EXERCISE. Copy the entries below word for word, but omit any pictures they contain.

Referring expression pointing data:
[Start of section]

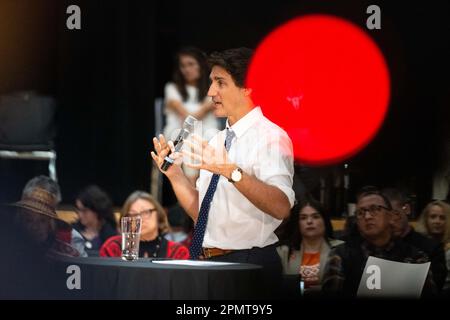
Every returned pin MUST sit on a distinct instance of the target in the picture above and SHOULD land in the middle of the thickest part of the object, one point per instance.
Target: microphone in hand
(188, 128)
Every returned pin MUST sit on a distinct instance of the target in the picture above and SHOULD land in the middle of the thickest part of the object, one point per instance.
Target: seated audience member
(37, 220)
(25, 272)
(310, 232)
(64, 231)
(402, 229)
(346, 262)
(180, 226)
(96, 218)
(154, 226)
(434, 222)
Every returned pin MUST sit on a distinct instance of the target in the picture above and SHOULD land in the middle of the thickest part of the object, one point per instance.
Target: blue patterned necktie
(199, 230)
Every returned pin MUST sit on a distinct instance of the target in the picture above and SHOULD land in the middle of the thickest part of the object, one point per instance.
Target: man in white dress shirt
(244, 190)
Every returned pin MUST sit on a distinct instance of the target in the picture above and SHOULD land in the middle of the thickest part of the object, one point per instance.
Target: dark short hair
(234, 61)
(296, 238)
(372, 190)
(97, 200)
(394, 194)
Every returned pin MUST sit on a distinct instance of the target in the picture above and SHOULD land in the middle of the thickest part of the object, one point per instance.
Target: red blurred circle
(325, 82)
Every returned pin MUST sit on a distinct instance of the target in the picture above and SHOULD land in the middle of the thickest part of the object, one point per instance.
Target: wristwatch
(236, 175)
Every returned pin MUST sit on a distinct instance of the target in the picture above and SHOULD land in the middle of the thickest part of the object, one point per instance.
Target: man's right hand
(162, 149)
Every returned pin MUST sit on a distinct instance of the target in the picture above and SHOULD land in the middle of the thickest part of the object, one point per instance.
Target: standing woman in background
(187, 95)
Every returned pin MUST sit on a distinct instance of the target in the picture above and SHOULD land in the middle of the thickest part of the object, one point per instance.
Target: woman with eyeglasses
(310, 236)
(153, 228)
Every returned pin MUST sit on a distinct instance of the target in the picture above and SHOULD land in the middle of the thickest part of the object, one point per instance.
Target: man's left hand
(198, 154)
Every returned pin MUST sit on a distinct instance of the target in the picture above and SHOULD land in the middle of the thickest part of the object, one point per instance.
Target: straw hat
(41, 201)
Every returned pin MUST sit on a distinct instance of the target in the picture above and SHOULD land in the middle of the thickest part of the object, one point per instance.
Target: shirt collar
(245, 122)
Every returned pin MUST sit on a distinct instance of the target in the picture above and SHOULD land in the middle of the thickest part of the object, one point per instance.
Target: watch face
(236, 175)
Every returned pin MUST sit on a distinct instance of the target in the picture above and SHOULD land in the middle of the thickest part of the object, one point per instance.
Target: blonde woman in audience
(434, 222)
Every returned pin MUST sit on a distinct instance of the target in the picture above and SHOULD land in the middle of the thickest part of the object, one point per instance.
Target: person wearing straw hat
(36, 217)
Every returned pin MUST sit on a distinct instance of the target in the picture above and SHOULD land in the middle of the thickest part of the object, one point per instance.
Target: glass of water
(131, 232)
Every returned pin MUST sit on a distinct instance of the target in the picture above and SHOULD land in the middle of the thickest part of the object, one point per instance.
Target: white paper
(390, 279)
(195, 263)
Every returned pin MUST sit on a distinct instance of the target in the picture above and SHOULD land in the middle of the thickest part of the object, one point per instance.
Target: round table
(114, 278)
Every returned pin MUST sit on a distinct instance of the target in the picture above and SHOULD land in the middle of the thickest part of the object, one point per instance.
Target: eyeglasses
(143, 213)
(373, 210)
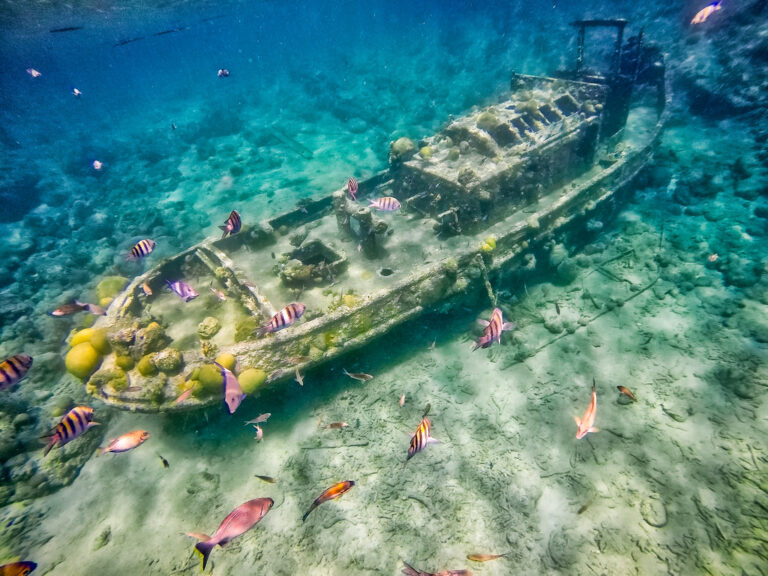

[End of section]

SOLUTION TO THIS TASK.
Every returned pin MUST sit on a distinct instance of the target in the picture above and SHOULD land in the middle of the thickest part of the object, one point per instance.
Target: microphone in hand
(188, 128)
Every returned pin MUST sit on a distinct instance of the target in the picture above and SHOULD land in the middle of the thickest part of the object, one point per instance.
Target: seated audience member
(37, 220)
(25, 272)
(310, 232)
(64, 231)
(402, 229)
(346, 262)
(180, 226)
(96, 218)
(154, 226)
(434, 222)
Every returned pin MUST sit on a distinct instance of the target in the picture above and SHOULD land in the middle of the thickest part of the object, one point per instance.
Target: blue patterned necktie
(199, 230)
Every returned pin MUST sit on a distinct instance of the target in the picture above and SHOULD land in the middle of the thickest part of the object, one point per instance.
Target: man in white dress shirt
(244, 190)
Every returned pin MUST sit on a distinct instance of the target in the picture above and SHOULD land in the middle of the thickest part of the object, one point per instance.
Target: dark short hair
(234, 61)
(296, 238)
(372, 190)
(97, 200)
(394, 194)
Every returned pin MUST sit on a distinct instance of the target in the picture above and SHOULD land in the middle of the thickest part of the object, one point per instance.
Target: red blurred circle
(325, 82)
Every returned pin MUST sit on a distinct instance of the target in the picture above and SHOULD land in the middle of the thickest part of the object, one point per instance.
Target: wristwatch
(236, 175)
Every returned pin MUST sit on a distinct instance of the target in the picture above and SHOULD land in the middle of the thickest part of the object, one point per instance.
Target: man's right hand
(162, 149)
Every returned pin MUST sit on a distinct instance of the target in the picture above and SHOULD land in the middle of the thickest part of the object, one point per instance.
Target: standing woman in background
(187, 95)
Every returned pin MUST sit on a distinct instance of the target in the picture above and SHOULD land in the middle of the thickest part of the object, one point per instance.
Target: woman with eyeglasses
(310, 236)
(153, 228)
Every returned pin MUST sit on a distinct instance of the target in the picture above and SHOULD land in the middle of the thickest part of the object, one point per instance.
Target: man's left hand
(198, 154)
Every returned pin MUST sit on a distinct instance of the target in the picture above and SHOULD land in the middle of the thickest part of the object, one point per instance.
Target: straw hat
(41, 201)
Every returned pin MUST sit on a distinct instance of the target in the picture above and SHOULD land in the middle of the thickest part of the object, one point per instance.
Target: shirt collar
(245, 122)
Every returned pin MUST sit on a distinct instance of the target in the picture above and SHOULD land in the middle of the thickest part of the object, one point per instance.
Target: watch face
(236, 175)
Every returned pin MUST sit on a distinct instance of the target in the picture above and SHOULD land in the middle of the thickest part of the object, one point per instance.
Target: blonde woman in audience
(434, 222)
Every returned pin MUST sit on a distinct instance of the target in the picture above and SHOULD land in the middle of the thickest part of the object, one point per instance.
Target: person wearing straw hat
(36, 217)
Every returned pin MUST sit on a distinct instance of the target in the picture above and SHOULD land in the middle of the thickest part of the object, one point per instance.
Target: glass of water
(131, 232)
Every returned pin MUST sit on a distinct instance of the target in the picture above and SHOULD land in the middle of the thickest part of the object, one point per instance.
Target: white paper
(390, 279)
(195, 263)
Every returned pin MUST sit on a distinct instance of the target in the picture above and SHOULD land in the middle of the thickest part of the object, one point per instance.
Target: round table
(114, 278)
Every returned pin MUST sit on a distinct instance of the target in the picture above and SHOULD land in the middle of the thickest part of the object, one point per instance.
Target: eyeglasses
(143, 213)
(373, 210)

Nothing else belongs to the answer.